--- start of Data entries ---
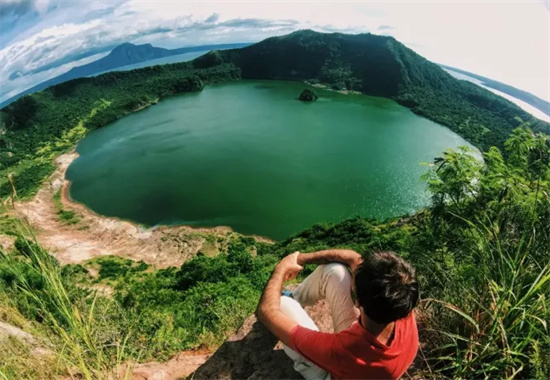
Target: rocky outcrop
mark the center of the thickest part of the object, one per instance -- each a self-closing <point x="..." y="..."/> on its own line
<point x="254" y="353"/>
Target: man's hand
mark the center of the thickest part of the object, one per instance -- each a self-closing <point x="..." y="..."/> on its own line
<point x="343" y="256"/>
<point x="289" y="266"/>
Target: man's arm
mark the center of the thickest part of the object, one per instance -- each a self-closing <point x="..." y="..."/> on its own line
<point x="269" y="308"/>
<point x="342" y="256"/>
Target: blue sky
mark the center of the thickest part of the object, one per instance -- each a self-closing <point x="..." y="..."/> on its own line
<point x="504" y="40"/>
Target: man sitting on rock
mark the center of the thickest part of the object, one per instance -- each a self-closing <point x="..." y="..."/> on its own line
<point x="375" y="334"/>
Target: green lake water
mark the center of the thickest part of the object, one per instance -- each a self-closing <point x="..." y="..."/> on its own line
<point x="250" y="156"/>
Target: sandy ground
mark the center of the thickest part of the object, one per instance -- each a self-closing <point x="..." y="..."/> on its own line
<point x="95" y="235"/>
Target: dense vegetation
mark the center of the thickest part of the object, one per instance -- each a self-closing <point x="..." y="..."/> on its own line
<point x="37" y="127"/>
<point x="481" y="251"/>
<point x="122" y="55"/>
<point x="382" y="66"/>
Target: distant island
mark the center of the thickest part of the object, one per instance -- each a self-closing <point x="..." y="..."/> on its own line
<point x="122" y="55"/>
<point x="308" y="96"/>
<point x="37" y="127"/>
<point x="527" y="97"/>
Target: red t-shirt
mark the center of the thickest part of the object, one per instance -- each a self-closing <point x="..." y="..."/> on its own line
<point x="356" y="354"/>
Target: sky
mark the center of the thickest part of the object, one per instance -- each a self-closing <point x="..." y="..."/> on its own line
<point x="504" y="40"/>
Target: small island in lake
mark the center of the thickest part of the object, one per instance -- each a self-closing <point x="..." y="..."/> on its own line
<point x="308" y="96"/>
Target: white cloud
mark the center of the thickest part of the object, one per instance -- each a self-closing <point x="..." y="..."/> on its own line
<point x="501" y="40"/>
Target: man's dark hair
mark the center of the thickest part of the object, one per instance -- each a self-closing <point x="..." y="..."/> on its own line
<point x="386" y="287"/>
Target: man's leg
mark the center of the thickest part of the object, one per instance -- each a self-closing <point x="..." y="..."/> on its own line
<point x="331" y="282"/>
<point x="294" y="311"/>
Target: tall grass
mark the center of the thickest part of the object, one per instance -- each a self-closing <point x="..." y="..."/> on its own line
<point x="501" y="327"/>
<point x="85" y="341"/>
--- end of Data entries ---
* _Short task_
Rewrite only the part of the records that opens with the line containing "Target: white cloud" and runs through the end of the records, both ends included and the requests kept unchanged. Multiply every x and y coordinate in the answer points by 0.6 and round each to a whole number, with halves rounded up.

* _Solution to this task_
Target: white cloud
mark the center of the thickest part of the object, one per instance -- each a self-closing <point x="..." y="..."/> on its own line
<point x="301" y="24"/>
Target: man's dark hair
mark the center of the thickest part of the object, one per instance -- each a self-closing <point x="..." y="..."/> on its own line
<point x="232" y="172"/>
Target: man's leg
mark the center of the thickest part of the object, one per instance -- each a self-closing <point x="..." y="..."/> on its own line
<point x="199" y="169"/>
<point x="176" y="187"/>
Target: tall grass
mark the center of the thickest part of the object, one per instance -- each a self-closing <point x="..." y="..."/> on its own line
<point x="301" y="196"/>
<point x="51" y="205"/>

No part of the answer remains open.